» Task directions
Can you reproduce the records starting at the line containing "If you could mark the wispy" and ending with the last of the records, swapping "this sample" for "this example" and keeping everything else the same?

» Position annotation records
+ + +

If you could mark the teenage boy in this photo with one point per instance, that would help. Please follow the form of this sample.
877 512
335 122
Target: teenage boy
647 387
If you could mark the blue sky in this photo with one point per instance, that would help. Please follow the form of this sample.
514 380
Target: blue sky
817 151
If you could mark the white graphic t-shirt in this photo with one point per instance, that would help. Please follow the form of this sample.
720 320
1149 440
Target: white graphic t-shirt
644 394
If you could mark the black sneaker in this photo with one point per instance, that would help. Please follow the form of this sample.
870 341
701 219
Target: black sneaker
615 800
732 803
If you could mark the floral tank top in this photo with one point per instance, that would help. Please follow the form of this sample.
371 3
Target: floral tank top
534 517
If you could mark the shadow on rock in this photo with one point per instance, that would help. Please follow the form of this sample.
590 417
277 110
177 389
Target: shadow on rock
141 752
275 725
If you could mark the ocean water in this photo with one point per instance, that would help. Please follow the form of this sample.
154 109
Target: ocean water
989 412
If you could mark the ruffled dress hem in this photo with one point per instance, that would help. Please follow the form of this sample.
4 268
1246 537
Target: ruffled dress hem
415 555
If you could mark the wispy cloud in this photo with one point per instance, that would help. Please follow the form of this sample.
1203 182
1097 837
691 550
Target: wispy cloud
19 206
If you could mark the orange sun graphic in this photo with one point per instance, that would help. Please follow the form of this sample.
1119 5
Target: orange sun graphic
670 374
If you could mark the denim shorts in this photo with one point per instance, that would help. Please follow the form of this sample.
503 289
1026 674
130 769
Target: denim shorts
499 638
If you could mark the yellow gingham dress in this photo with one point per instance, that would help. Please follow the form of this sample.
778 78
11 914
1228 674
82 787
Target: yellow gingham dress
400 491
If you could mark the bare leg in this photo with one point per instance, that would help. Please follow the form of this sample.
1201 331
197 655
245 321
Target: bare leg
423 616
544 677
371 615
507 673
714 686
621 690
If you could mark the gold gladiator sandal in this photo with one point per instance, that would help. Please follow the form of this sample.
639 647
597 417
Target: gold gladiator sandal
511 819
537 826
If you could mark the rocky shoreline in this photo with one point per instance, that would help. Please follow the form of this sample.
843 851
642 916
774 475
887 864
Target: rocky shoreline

+ + +

» Answer to this exercise
If you could mark the wispy cloud in this photo with one point per instance, that would help. Please follow the form of this example.
1203 182
1097 837
691 550
Target: wispy cloud
19 206
If you could mark the orange sun graphic in this photo with one point per instance, that would help. Please follow the form of this example.
1119 5
Target: orange sun graphic
670 374
If you could mark the denim shorts in this photo with one point per instance, that would help. Please follow the form of this example.
503 289
1026 674
130 769
Target: denim shorts
499 638
If you could mark the yellow gingham dress in this photo with one point per instance, that would help. Please follow the form of this example.
778 78
11 914
1228 674
82 787
Target: yellow gingham dress
400 491
If you could mark the bare leg in this photo with one point per instance, that would help. Please follow the form of this example.
1201 331
197 655
245 321
Target: bare leg
423 616
544 677
371 615
507 673
714 686
621 690
If you could mark the gold gladiator sandal in this photo with one point per instance, that would help. Please follow the form of this example.
639 647
597 417
Target: gold gladiator sandal
511 819
537 826
If you could mark the rocky shoreline in this photo with one point per instance, that would help. Please follow the form of this example.
843 851
642 916
774 475
887 864
Target: rocky shoreline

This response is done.